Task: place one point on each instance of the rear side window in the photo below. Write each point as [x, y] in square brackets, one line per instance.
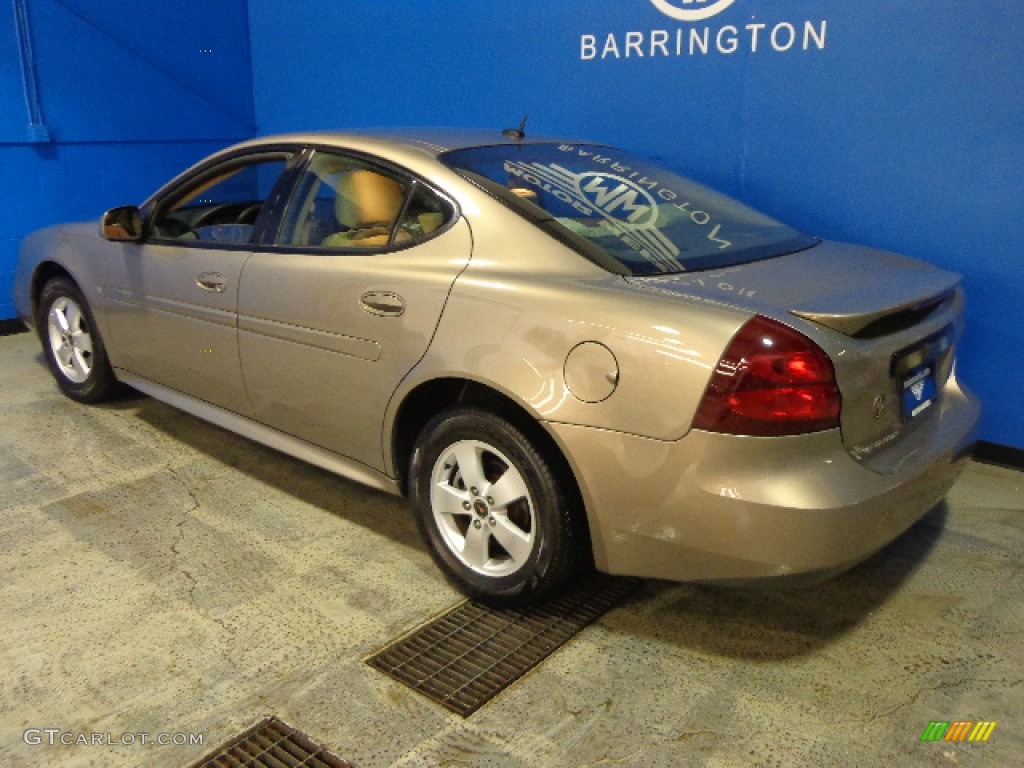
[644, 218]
* * *
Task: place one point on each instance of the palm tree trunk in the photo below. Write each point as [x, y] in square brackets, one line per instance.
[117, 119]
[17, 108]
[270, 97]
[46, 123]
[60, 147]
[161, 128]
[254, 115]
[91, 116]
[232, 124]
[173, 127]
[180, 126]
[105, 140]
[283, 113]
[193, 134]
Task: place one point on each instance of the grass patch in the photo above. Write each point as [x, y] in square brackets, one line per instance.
==
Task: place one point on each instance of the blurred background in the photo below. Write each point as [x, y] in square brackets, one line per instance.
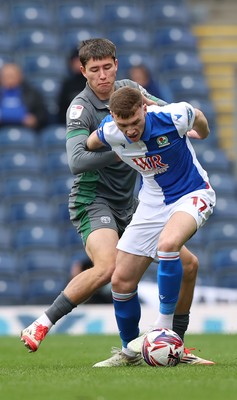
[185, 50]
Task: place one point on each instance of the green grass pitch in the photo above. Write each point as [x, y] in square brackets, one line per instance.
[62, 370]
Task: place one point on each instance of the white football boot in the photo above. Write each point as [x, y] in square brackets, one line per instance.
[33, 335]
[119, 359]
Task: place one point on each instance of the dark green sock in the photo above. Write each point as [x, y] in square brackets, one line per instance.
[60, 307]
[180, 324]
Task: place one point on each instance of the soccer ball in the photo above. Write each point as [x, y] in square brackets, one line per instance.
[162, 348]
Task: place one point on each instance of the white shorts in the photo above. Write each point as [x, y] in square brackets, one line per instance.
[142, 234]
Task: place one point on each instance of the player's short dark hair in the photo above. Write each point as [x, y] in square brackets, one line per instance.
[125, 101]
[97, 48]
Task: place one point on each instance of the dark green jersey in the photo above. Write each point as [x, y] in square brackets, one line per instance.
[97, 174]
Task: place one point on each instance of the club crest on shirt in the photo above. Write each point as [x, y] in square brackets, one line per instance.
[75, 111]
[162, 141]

Given instruction:
Count how many lines in the data above contain the string "square". Reply with the number alone.

Output of the task:
12